→ YOUR ASSIGNMENT: Below this sentence is a listing; return exactly its lines from the one with "Place one point per instance of the person standing." to the one with "Place one point per instance of the pine", both kept, and nothing more.

*** Block opens ***

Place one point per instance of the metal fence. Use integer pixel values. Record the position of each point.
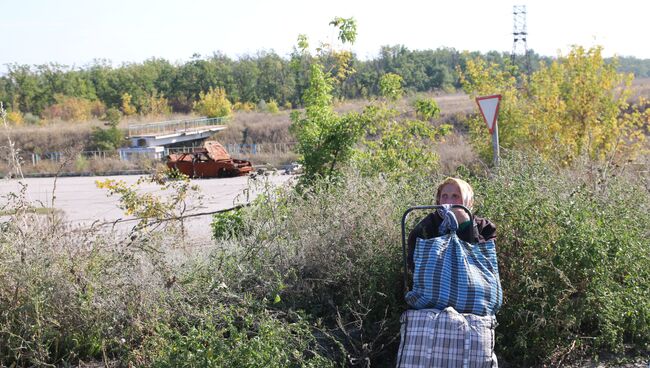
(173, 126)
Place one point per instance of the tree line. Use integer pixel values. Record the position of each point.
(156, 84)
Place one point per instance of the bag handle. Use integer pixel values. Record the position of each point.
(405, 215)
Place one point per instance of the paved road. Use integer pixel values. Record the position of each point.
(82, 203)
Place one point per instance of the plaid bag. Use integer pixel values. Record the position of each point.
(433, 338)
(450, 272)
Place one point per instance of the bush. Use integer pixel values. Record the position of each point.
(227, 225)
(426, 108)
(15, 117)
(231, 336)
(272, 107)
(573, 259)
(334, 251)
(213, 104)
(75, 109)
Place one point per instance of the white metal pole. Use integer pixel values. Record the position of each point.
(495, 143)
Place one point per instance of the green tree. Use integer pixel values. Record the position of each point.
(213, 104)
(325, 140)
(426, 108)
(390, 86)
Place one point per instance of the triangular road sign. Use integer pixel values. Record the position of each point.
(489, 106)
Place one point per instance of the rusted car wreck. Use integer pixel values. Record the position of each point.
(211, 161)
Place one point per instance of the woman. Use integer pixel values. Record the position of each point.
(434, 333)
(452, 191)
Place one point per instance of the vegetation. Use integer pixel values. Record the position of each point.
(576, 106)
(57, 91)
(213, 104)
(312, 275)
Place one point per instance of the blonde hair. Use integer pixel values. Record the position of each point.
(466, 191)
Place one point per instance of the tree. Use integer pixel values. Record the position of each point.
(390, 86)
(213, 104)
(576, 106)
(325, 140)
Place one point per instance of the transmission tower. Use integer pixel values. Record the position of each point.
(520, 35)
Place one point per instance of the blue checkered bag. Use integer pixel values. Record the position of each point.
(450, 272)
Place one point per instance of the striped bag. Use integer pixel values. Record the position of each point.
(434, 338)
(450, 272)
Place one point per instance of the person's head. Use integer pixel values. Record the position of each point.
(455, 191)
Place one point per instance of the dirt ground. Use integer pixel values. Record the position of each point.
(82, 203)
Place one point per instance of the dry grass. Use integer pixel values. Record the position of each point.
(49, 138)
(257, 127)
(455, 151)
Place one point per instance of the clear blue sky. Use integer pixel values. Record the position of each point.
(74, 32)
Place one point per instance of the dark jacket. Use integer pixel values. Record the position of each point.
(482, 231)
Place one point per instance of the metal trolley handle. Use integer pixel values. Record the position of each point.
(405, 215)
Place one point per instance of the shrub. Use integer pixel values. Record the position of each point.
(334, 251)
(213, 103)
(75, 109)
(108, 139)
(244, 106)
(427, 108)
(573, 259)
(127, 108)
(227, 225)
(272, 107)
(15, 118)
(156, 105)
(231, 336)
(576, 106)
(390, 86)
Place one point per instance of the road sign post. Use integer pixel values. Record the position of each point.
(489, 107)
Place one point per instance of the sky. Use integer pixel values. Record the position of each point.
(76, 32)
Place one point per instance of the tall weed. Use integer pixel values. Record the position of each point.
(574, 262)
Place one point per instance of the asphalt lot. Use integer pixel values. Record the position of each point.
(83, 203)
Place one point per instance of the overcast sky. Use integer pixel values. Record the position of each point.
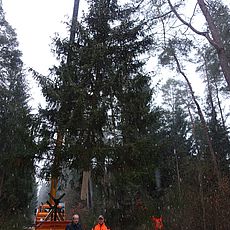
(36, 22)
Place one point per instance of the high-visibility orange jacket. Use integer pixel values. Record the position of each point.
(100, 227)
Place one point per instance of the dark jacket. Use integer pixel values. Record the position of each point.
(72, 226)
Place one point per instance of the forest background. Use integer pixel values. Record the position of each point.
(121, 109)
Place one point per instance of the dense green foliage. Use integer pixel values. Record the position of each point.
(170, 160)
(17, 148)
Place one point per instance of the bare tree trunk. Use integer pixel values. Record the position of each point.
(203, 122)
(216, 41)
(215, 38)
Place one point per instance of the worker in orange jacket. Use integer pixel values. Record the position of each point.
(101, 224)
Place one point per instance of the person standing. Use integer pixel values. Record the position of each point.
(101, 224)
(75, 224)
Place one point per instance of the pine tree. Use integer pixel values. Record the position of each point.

*** Block closes ***
*** Block opens ***

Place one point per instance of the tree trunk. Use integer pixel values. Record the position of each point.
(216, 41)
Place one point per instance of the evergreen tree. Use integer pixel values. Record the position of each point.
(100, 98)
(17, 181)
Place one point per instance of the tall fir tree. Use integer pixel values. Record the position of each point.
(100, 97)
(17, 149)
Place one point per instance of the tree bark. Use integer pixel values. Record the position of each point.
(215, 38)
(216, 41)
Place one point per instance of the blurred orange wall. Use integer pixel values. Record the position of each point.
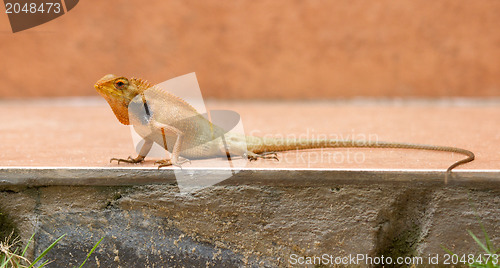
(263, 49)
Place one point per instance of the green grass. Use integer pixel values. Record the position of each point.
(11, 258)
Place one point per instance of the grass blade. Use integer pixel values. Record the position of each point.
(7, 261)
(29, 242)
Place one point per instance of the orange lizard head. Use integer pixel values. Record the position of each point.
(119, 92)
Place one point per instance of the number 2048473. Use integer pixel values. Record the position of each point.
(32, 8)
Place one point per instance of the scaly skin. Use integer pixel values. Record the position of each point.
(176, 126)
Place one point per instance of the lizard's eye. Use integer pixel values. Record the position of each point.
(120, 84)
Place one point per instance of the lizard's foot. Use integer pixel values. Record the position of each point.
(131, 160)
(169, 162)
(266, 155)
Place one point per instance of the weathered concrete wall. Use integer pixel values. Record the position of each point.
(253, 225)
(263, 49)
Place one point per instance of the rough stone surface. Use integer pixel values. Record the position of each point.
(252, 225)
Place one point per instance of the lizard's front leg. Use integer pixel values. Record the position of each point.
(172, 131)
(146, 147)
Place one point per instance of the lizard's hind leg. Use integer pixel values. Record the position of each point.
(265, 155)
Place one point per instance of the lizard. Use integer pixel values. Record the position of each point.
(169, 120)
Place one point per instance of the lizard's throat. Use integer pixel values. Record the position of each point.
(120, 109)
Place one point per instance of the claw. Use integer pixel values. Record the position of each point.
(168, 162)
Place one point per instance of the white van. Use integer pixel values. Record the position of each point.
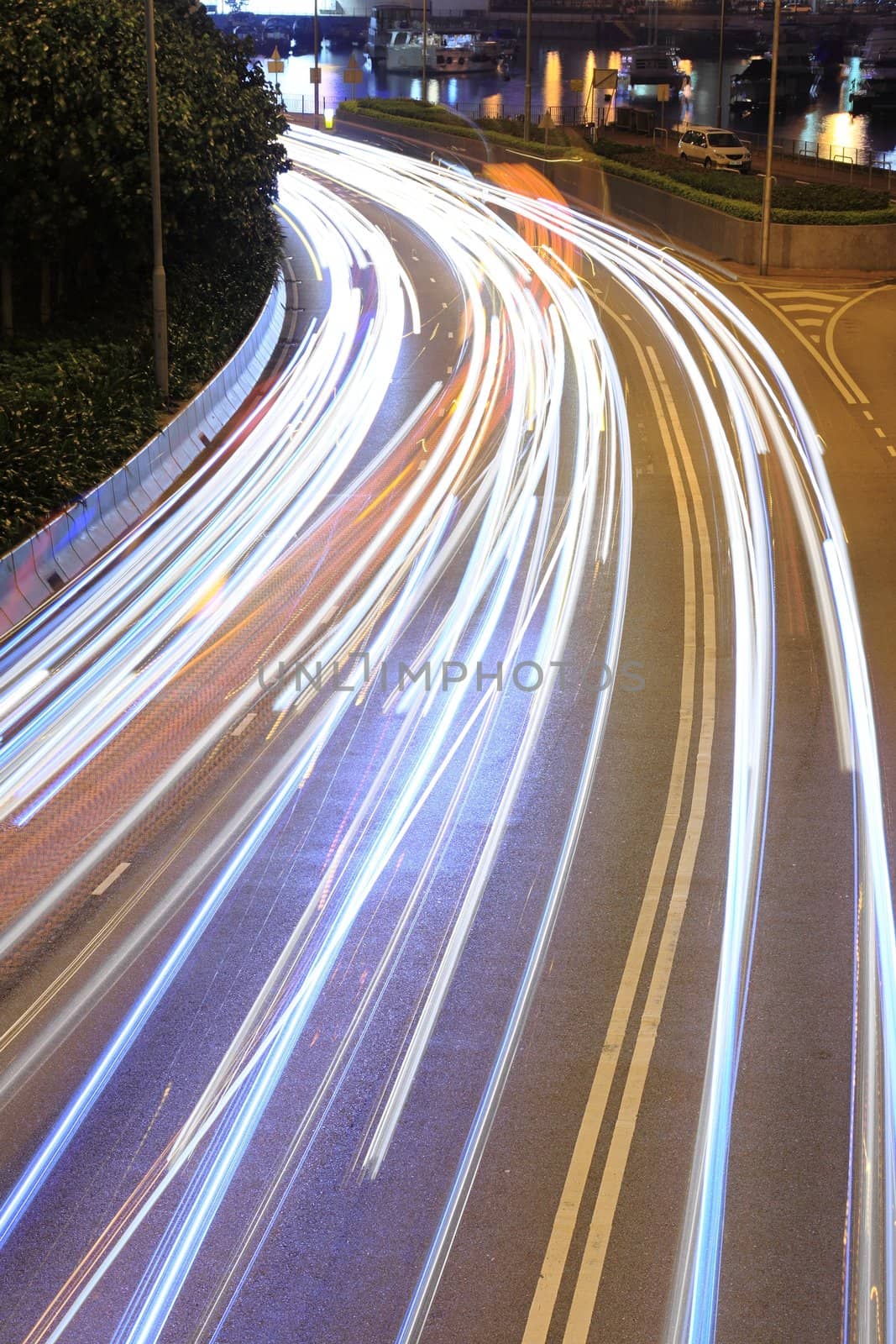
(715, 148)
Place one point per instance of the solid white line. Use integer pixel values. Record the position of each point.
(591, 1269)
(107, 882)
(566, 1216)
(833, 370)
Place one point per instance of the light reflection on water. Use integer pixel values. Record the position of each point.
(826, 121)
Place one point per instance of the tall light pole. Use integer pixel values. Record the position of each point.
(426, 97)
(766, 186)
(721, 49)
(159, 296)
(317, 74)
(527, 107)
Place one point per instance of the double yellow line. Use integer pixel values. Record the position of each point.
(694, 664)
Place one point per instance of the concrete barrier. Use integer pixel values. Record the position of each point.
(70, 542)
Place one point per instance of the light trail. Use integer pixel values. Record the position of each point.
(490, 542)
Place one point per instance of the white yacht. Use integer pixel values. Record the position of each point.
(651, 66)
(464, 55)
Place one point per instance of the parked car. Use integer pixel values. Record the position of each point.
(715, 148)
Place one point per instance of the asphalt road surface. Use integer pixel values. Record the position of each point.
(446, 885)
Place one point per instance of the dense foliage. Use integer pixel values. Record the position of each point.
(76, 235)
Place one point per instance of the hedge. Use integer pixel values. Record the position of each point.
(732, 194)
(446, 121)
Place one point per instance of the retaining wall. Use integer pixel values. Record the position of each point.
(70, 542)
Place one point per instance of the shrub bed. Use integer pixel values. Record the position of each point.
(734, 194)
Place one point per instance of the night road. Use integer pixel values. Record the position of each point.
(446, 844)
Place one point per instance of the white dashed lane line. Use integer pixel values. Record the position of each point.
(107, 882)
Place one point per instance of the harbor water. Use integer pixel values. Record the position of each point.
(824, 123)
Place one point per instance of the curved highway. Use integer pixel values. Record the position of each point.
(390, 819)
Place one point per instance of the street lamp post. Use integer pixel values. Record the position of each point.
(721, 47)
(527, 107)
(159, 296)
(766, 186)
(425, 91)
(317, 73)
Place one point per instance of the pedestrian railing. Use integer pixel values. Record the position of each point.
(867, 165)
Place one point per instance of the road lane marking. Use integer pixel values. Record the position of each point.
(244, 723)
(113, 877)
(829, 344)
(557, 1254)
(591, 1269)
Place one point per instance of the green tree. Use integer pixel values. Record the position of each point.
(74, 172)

*** Block closes ***

→ TASK RESULT:
Place one point per instance of the person standing. Use integer pixel values. Record the position of each point.
(101, 224)
(75, 224)
Place one point per instance of the pine tree. Use integer pixel values. Record the position of each point.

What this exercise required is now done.